• **Activity**:
Reproduce the data in its entirety, exactly as written.
Source data below:
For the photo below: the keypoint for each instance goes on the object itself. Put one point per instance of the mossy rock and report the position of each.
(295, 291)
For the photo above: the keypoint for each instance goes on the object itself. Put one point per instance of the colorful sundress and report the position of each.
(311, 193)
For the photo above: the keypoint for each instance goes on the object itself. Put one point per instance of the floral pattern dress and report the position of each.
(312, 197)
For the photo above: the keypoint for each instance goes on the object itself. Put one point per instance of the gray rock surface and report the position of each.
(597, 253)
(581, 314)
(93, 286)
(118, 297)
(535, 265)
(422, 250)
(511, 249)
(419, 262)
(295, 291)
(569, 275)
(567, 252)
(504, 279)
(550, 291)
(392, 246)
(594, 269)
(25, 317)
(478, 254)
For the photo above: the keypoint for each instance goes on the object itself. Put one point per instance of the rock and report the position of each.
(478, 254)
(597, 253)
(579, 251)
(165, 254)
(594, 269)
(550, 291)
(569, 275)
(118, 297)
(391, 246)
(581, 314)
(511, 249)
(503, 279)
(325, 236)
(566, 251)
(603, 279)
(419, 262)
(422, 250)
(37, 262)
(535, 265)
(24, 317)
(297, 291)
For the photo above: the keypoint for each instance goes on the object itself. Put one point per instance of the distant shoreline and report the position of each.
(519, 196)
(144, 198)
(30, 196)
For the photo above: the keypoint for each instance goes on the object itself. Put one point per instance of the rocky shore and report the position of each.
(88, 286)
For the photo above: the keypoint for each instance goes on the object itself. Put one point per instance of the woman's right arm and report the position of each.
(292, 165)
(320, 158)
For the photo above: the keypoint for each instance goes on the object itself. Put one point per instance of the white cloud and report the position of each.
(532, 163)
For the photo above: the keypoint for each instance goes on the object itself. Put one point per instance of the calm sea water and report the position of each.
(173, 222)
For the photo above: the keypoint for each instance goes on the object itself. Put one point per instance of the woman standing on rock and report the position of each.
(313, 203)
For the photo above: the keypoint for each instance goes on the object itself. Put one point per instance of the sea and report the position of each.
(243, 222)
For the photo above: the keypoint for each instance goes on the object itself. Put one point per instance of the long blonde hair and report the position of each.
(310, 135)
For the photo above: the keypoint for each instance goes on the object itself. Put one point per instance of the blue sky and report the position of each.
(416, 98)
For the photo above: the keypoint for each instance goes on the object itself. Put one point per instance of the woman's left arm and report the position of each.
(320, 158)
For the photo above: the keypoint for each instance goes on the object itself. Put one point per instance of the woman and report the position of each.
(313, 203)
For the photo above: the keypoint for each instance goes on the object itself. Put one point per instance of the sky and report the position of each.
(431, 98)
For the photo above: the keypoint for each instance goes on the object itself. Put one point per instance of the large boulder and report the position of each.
End of Source data.
• **Task output**:
For the photo below: the keypoint for each instance goes on the object itself. Put one point per instance of the mossy rock and report the position of each.
(295, 291)
For the photo above: the keypoint for each instance goes on the object itself. Put one point per instance of the colorful sundress and report the position of each.
(311, 193)
For the photo above: the keypoint for each instance goes on the object itself. Put one point per instance of the floral pattern dress and report the position of each.
(312, 197)
For the photo above: the keypoint for each instance goes on the object itself. Put one point per instance of the gray rock surface and report the position of each.
(597, 253)
(581, 314)
(93, 286)
(118, 297)
(535, 265)
(422, 250)
(511, 249)
(419, 262)
(295, 291)
(569, 275)
(567, 252)
(504, 279)
(550, 291)
(392, 246)
(594, 269)
(25, 317)
(478, 254)
For the photo above: the keypoint for each instance goes on the object itself. Put one point per instance of the rock and report the position of each.
(478, 254)
(597, 253)
(579, 251)
(165, 254)
(594, 269)
(550, 291)
(569, 275)
(118, 297)
(391, 246)
(581, 314)
(511, 249)
(503, 279)
(325, 236)
(566, 251)
(603, 279)
(419, 262)
(422, 250)
(37, 262)
(535, 265)
(24, 317)
(297, 291)
For the photo above: the keypoint for each instance goes on the object itself. Put one point per instance of the distant shoreline and report the position of each.
(519, 196)
(144, 198)
(30, 196)
For the photo above: the keypoint for each instance goes on the object itself. Put one point per instance of the rocky shore and report the position of each.
(88, 286)
For the photo above: the keypoint for each instance goes on the object itself. Put one point per instance of the woman's right arm and report the position of each.
(292, 165)
(320, 158)
For the photo above: the keypoint for each instance goes on the object itself. Put one point per instance of the white cloud and report the position of each.
(532, 163)
For the photo above: the keypoint for each instance goes on the object itself. Put one point per instance of the calm sea water and report the position of each.
(173, 222)
For the photo above: the keypoint for each instance goes on the object itself. Put one point per instance of the woman standing on rock and report the position of each.
(313, 203)
For the photo above: the keypoint for each instance goes on the object itself. Put one point per instance of the sea and report the position of each.
(243, 222)
For the photo above: the keypoint for each instance goes on the object itself. Put one point per instance of the long blonde hair and report the position of each.
(310, 135)
For the photo above: the keypoint for each instance goes on the object itself. Put one point per instance of the blue sky and report the position of each.
(416, 98)
For the photo above: the keypoint for each instance goes on the object itself. Put one point per instance of the woman's left arm and report the position of each.
(320, 158)
For the photo above: the keypoint for each instance goes on the object itself. Put one point per instance of the woman and report the position of each.
(313, 203)
For the photo above: the keypoint for each instance goes on the object itself. Put one point per instance of the sky and report the position of each.
(431, 98)
For the photo above: the keypoint for each instance goes on the object itself. Put one point per instance of the large boulder and report the position of each.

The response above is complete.